● AANGELEVERDE TEKST:
# # # # #
De andere optie is interessanter: daarin wordt het lage btw-tarief afgeschaft. Alle producten en diensten die nu tegen 9 procent belast worden, vallen dan onder de 21 procent. Dat levert grofweg 12 miljard euro extra belastinginkomsten op.
Ondersteuning lagere inkomens
Het CPB analyseerde wat er gebeurt als je die 12 miljard gericht teruggeeft ter ondersteuning van huishoudens met lagere inkomens. Dat was immers het belangrijkste doel van de lage btw. Afhankelijk van de gekozen methode kan zo echt wat worden gedaan aan hun draagkracht. Een lager tarief in de inkomstenbelasting, samen met een inkomensafhankelijke heffingskorting, heeft wat dat betreft het grootste effect.
De strijd in zowel de Eerste als de Tweede Kamer gaat voorlopig vooral langs al een halve eeuw oude lijnen: het behoud van het lagere tarief voor ‘getroffen’ sectoren. Na het herfstreces keert staatssecretaris Idsinga terug in de Tweede Kamer om vragen over zijn belastingvoorstellen te beantwoorden. En ook in de Eerste Kamer is de strijd nog niet voorbij: in december moeten de senatoren stemmen over de belastingplannen, inclusief het btw-voorstel.
Het lijkt er dus niet op dat het verlaagde btw-tarief in zijn geheel verdwijnt. Zo’n exercitie zou meer recht doen aan wat minister Heinen zegt te willen bereiken door cultuur, sport en logies van het lage naar het hoge tarief te schuiven: een simpeler stelsel. Zo lang er twee tarieven zijn, blijven er afbakenings- en uitvoeringsproblemen. De keuze om slechts een beperkt aantal producten zwaarder te belasten, riekt uiteindelijk toch naar politiek. Daar is niks mis mee in een parlementaire democratie, maar het doet wel afbreuk aan de economische argumentatie achter die keuze.
Eén btw-tarief zou ook een eind maken aan de roemruchte Tabel I en de lijst uitzonderingen. En dat is fijn voor belastingplichtigen, fiscalisten en cavia’s. Want speciaal caviavoer mag om fiscale redenen duurder zijn dan konijnenvoer, het is er niet voor niets, zeggen dierenartsen. Anders dan konijnen maken cavia’s zelf geen vitamine C aan. Dat wisten ze bij de fiscus dan weer niet.
# # # # #
● DOEL A: Begin bij de regel met "Pin every instance of the white pickup" en geef alle records vanaf daar tot en met het einde opnieuw, inclusief de vragen. Schaal daarbij elke coördinaat in de antwoorden met 1,85 en rond af op hele getallen, waarbij een half naar boven gaat.

(Gegevens uit een verzameling)
# # # # #
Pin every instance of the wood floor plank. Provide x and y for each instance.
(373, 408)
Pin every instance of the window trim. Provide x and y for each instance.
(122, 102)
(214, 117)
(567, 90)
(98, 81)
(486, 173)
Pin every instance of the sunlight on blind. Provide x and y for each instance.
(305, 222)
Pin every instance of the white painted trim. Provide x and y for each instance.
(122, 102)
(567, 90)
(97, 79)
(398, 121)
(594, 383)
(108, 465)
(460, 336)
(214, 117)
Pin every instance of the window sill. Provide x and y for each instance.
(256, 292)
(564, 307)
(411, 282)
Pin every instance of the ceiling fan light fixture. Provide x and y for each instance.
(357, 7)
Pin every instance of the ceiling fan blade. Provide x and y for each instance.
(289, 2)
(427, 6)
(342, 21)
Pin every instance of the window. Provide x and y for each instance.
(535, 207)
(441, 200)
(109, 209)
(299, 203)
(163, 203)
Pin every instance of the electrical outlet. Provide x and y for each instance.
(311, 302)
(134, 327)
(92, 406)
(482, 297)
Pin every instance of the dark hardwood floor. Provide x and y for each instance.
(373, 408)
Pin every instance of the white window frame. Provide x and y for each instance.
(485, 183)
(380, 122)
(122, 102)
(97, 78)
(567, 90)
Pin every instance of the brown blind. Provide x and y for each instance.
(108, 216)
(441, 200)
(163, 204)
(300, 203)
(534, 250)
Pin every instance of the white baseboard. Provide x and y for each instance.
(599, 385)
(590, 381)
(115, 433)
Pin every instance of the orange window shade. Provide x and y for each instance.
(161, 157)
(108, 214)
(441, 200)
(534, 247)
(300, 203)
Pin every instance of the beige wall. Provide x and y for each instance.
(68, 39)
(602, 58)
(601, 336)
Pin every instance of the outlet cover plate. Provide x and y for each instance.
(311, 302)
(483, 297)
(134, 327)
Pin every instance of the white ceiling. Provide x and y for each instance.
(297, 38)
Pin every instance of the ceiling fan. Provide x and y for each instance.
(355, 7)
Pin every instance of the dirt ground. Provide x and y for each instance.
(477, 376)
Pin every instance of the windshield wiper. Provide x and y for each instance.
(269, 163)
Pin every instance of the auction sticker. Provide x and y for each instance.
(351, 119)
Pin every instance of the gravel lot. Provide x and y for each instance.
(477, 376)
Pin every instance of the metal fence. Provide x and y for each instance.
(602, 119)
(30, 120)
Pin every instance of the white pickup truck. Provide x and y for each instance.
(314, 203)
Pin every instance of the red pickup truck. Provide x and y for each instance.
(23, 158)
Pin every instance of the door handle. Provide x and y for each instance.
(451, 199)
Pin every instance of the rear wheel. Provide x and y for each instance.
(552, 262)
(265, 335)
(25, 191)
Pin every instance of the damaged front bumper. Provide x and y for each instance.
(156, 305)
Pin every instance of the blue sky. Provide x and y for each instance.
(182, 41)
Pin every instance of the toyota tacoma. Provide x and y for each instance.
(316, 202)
# # # # #
● DOEL B: Geef uit de tekst over het btw-tarief letterlijk het stuk weer dat begint bij de woorden "Ondersteuning lagere inkomens" en stop na "het grootste effect.".

● UITVOER A:
Pin every instance of the white pickup truck. Provide x and y for each instance.
(581, 376)
Pin every instance of the red pickup truck. Provide x and y for each instance.
(43, 292)
Pin every instance of the door handle. Provide x and y for each instance.
(834, 368)
Pin every instance of the rear wheel. Provide x and y for each instance.
(1021, 485)
(490, 620)
(46, 353)
Pin every instance of the damaged front bumper. Provide x and y for each instance.
(289, 564)
Pin every instance of the blue sky. Provide x and y for each instance.
(337, 76)
Pin every instance of the toyota tacoma. Provide x and y for each instance.
(585, 374)

● UITVOER B:
Ondersteuning lagere inkomens
Het CPB analyseerde wat er gebeurt als je die 12 miljard gericht teruggeeft ter ondersteuning van huishoudens met lagere inkomens. Dat was immers het belangrijkste doel van de lage btw. Afhankelijk van de gekozen methode kan zo echt wat worden gedaan aan hun draagkracht. Een lager tarief in de inkomstenbelasting, samen met een inkomensafhankelijke heffingskorting, heeft wat dat betreft het grootste effect.